= Beginning of Section =

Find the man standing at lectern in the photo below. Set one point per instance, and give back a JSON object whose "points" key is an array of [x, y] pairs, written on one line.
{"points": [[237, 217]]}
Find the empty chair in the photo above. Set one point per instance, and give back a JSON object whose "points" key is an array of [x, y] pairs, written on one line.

= End of Section =
= Beginning of Section =

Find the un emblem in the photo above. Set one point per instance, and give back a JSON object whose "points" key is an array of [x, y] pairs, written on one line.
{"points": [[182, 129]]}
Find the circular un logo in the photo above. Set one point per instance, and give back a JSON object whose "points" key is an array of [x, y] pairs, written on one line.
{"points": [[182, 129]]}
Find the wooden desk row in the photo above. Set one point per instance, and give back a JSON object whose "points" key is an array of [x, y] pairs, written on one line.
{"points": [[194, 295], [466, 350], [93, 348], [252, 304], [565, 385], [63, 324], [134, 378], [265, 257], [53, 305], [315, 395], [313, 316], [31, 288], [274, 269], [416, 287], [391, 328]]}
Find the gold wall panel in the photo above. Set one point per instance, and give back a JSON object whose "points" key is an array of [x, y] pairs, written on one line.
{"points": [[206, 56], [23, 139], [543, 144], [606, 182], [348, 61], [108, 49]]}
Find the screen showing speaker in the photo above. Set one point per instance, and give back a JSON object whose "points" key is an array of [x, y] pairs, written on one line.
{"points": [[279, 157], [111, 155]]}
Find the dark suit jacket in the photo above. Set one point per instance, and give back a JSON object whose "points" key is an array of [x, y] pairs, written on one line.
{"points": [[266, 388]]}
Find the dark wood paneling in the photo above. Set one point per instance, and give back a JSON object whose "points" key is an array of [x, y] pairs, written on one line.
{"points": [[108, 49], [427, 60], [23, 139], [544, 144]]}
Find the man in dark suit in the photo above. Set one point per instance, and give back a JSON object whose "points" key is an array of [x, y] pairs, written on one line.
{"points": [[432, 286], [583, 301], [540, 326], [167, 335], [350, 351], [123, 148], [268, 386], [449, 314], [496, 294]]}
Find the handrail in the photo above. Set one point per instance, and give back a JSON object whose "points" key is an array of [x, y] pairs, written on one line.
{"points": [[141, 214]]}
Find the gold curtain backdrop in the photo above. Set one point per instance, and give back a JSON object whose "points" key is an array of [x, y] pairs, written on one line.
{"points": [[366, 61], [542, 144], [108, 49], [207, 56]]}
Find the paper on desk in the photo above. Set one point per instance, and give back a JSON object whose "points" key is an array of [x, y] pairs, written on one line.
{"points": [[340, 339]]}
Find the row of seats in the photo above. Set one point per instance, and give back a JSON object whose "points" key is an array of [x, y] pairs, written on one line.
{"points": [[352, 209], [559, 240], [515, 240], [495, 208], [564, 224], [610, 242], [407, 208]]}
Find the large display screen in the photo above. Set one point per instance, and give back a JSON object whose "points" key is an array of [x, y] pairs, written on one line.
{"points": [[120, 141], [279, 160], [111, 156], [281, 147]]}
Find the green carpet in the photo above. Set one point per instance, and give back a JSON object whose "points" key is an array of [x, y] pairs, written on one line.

= End of Section =

_Exercise goal:_
Set down, exactly as they stand above, the lines starting with the line with "Find the large" and going on through the line with "Find the green", and no others.

_Exercise solution:_
Find the large display screen in the photo above. Set one point per instance, and give back a JSON object whose "points" key is an array of [x, y] pairs, written on one line.
{"points": [[120, 141], [279, 160], [111, 156], [281, 147]]}
Find the green carpet in the photo above. Set one point per instance, and give back a JSON object whose "points" key is an array of [x, y] pairs, written on one line.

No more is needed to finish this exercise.